§ Text segment:
Can Censia use legitimate interest as a lawful basis for processing of personal data aggregated from publicly available sources and provided by data enrichment services?


Censia arguably has a legitimate interest in processing personal data aggregated from public data sources and provided by data enrichment services because Censia’s interest outweighs any potential harm to the data subjects as evidenced by the LIA below.


Censia Practices

Censia provides its customers with job candidate identification and evaluation tools that use data from collected from job boards (such as LinkedIn), publicly available information, and data enrichment providers. When collecting data from job boards, only data that the data subject has marked as “public” is collected. Data available only available to a data subject’s LinkedIn “connection,” for example, is not processed. Censia uses this data (along with other data) to generate a candidate profile that Censia shares with its customers: hiring employers. Censia does not have a direct, contractual relationship with the data subjects whose data it processes in this way.

§ Short task 1:
Answer these questions from the text on Censia's legitimate interest:
(a) What does the text cite as evidence that Censia's interest outweighs any potential harm to the data subjects?
(b) When collecting from job boards, which data does Censia collect?
(c) Who are the customers that receive Censia's candidate profiles?
§ Short task 2: Please continue the text on Censia's legitimate interest from its final sentence.

§ Dataset items:

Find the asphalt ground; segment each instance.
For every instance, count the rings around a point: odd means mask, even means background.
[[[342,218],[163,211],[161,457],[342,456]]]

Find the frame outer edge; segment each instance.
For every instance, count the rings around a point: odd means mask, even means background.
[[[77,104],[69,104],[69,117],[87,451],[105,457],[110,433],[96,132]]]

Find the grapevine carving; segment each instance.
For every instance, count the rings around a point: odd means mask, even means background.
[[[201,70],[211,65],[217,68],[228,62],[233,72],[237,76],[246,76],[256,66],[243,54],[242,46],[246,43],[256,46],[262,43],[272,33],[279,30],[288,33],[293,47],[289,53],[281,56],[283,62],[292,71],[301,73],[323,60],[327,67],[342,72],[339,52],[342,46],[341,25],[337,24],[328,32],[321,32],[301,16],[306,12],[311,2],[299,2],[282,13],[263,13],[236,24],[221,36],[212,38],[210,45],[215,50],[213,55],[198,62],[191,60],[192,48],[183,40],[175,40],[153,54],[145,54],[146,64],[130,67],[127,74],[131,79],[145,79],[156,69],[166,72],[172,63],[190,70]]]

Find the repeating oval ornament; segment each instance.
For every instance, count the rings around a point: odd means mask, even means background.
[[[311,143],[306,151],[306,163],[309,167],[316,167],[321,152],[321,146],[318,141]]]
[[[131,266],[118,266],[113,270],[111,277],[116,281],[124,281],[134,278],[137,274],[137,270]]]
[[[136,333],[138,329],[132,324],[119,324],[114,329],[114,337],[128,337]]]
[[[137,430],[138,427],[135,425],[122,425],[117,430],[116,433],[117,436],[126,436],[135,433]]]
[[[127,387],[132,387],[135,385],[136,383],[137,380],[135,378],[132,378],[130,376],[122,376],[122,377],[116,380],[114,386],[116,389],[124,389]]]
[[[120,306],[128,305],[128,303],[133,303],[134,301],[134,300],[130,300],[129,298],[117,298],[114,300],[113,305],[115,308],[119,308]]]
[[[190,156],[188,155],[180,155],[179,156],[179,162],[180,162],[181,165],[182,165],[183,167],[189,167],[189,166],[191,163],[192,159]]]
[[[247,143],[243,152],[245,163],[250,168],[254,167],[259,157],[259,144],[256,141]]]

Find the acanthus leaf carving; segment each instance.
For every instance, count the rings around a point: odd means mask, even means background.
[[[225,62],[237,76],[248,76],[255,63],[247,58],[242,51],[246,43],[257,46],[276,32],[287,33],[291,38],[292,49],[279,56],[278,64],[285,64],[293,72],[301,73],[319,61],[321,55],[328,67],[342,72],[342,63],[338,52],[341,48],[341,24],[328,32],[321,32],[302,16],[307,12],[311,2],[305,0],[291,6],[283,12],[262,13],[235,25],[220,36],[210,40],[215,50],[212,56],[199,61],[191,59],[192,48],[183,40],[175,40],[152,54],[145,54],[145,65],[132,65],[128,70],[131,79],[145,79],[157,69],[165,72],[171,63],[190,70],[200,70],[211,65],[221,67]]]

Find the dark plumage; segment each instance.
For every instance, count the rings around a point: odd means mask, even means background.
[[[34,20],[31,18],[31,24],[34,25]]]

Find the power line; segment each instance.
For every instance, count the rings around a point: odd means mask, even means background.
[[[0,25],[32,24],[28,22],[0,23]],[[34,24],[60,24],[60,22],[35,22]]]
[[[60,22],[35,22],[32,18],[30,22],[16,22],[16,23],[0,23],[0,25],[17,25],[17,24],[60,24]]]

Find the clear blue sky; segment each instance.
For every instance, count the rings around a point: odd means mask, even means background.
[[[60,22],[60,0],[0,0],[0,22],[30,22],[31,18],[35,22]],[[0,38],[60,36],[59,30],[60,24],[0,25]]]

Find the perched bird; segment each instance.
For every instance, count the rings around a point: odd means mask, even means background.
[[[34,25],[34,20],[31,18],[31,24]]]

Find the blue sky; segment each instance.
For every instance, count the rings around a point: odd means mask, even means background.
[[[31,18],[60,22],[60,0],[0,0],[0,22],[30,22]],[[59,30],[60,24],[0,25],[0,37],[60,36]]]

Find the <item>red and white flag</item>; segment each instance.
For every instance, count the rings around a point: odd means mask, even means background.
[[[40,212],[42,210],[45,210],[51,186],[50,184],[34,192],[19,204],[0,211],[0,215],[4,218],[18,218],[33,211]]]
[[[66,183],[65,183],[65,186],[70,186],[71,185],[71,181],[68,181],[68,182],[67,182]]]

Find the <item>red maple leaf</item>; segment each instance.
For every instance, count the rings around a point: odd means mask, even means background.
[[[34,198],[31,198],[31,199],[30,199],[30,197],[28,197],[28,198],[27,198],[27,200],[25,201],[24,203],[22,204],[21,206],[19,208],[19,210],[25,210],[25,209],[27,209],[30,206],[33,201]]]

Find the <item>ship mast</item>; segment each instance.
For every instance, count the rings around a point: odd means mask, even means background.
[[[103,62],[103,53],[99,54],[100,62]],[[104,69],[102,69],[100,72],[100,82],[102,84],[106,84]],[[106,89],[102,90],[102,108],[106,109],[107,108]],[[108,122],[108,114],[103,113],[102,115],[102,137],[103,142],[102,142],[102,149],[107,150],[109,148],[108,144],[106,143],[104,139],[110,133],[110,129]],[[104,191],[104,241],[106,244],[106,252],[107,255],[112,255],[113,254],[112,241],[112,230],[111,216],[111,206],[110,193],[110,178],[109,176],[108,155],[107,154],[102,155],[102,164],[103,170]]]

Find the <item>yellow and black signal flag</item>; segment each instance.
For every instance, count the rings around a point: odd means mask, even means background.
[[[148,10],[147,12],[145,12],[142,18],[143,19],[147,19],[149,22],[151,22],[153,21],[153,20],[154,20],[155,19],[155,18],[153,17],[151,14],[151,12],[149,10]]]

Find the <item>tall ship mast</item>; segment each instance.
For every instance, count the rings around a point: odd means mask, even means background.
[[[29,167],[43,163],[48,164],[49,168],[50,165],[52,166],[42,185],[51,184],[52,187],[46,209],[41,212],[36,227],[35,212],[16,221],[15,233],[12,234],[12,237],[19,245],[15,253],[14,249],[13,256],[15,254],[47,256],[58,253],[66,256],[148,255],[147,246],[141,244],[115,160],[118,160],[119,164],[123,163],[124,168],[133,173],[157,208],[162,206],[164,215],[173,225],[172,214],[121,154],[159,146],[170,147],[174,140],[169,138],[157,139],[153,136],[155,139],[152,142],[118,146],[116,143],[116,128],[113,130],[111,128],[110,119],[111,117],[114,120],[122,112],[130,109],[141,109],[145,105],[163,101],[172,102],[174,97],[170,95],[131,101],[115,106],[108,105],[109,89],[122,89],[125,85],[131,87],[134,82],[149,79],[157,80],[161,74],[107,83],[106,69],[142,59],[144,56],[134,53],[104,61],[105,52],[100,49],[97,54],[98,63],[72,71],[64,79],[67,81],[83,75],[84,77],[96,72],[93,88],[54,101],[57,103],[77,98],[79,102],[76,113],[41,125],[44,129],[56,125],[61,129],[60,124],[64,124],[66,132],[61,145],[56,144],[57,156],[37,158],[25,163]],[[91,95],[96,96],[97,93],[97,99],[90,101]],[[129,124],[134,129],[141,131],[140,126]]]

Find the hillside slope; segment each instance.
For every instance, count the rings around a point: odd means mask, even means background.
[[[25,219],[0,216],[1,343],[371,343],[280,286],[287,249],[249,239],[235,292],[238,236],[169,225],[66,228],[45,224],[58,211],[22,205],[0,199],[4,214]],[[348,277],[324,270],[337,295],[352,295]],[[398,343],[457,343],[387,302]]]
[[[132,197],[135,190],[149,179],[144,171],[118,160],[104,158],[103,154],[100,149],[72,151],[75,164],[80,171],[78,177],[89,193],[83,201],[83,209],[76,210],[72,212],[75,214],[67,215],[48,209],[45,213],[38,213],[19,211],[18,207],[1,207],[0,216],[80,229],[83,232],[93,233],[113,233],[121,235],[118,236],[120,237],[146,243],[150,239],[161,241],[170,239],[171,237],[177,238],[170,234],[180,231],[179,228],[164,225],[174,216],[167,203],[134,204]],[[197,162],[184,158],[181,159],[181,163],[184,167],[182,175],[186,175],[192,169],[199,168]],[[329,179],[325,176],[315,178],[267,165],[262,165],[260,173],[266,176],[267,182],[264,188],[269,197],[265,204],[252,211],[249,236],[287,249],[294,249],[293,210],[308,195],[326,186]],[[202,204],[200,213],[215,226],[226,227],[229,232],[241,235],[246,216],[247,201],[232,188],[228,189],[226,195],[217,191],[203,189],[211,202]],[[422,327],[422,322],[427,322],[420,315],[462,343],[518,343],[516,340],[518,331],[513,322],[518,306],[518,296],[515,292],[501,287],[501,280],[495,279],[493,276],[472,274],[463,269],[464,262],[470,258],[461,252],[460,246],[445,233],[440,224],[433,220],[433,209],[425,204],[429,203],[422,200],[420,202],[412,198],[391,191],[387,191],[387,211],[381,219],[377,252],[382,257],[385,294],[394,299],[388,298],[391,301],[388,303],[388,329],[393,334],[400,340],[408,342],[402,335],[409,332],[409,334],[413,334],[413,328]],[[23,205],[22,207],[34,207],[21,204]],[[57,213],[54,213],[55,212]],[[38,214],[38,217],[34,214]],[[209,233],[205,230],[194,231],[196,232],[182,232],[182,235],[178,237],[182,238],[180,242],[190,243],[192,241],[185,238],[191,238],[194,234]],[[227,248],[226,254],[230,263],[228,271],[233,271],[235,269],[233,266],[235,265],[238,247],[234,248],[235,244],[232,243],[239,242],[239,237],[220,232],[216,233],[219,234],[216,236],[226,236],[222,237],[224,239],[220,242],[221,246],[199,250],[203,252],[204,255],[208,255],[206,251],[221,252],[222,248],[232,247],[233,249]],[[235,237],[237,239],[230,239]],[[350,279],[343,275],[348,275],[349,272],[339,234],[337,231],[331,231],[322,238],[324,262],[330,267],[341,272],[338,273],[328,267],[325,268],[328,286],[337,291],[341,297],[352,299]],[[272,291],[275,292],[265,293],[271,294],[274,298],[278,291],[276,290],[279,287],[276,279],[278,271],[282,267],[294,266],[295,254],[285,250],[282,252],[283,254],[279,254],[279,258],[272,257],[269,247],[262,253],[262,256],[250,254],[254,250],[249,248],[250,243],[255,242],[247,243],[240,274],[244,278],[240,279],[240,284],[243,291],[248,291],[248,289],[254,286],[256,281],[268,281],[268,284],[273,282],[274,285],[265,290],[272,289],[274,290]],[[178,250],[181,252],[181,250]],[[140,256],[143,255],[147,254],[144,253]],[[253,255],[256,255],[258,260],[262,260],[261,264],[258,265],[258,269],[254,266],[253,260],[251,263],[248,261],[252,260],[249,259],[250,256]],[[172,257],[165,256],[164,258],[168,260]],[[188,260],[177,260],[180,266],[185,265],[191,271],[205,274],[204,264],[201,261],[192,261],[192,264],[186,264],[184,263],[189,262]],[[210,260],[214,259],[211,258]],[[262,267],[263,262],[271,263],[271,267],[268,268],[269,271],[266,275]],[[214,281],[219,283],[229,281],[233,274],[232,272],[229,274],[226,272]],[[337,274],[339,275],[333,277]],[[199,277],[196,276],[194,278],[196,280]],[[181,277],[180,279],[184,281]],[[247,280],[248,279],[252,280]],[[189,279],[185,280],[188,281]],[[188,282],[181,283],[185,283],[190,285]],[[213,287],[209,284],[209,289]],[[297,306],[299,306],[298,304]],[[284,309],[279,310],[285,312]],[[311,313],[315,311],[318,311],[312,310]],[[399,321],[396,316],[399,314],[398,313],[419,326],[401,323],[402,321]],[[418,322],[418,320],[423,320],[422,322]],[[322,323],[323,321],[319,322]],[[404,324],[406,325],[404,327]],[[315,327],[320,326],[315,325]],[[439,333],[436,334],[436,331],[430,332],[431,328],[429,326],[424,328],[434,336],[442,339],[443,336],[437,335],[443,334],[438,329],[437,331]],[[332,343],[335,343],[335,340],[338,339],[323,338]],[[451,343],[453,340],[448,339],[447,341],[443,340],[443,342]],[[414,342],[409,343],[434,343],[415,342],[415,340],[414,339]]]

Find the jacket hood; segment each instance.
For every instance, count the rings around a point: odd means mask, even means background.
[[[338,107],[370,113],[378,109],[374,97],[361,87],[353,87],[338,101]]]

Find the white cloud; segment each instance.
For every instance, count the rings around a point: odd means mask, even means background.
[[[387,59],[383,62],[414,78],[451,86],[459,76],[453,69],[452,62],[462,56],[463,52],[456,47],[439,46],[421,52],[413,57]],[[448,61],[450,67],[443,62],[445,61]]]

§ Result 1:
(a) The LIA.
(b) Only data that the data subject has marked as "public."
(c) Hiring employers.

§ Result 2:
Legitimate Interest under the GDPR

Under Article 6 of the GDPR, entities must have a lawful basis for processing EU personal data. One lawful basis permitted by Article 6(1)(f) is where “processing is necessary for the purposes of the legitimate interests pursued by the controller or by a third party, except where such interests are overridden by the interests or fundamental rights and freedoms of the data subject which require protection of personal data, in particular where the data subject is a child.” Additionally, Recital 47 of the GDPR provides additional guidance on legitimate interest:

  • The legitimate interests of a controller, including those of a controller to which the personal data may be disclosed, or of a third party, may provide a legal basis for processing, provided that the interests or the fundamental rights and freedoms of the data subject are not overriding, taking into consideration the reasonable expectations of data subjects based on their relationship with the controller. Such legitimate interest could exist for example where there is a relevant and appropriate relationship between the data subject and the controller in situations such as where the data subject is a client or in the service of the controller. At any rate the existence of a legitimate interest would need careful assessment including whether a data subject can reasonably expect at the time and in the context of the collection of the personal data that processing for that purpose may take place. The interests and fundamental rights of the data subject could in particular override the interest of the data controller where personal data are processed in circumstances where data subjects do not reasonably expect further processing.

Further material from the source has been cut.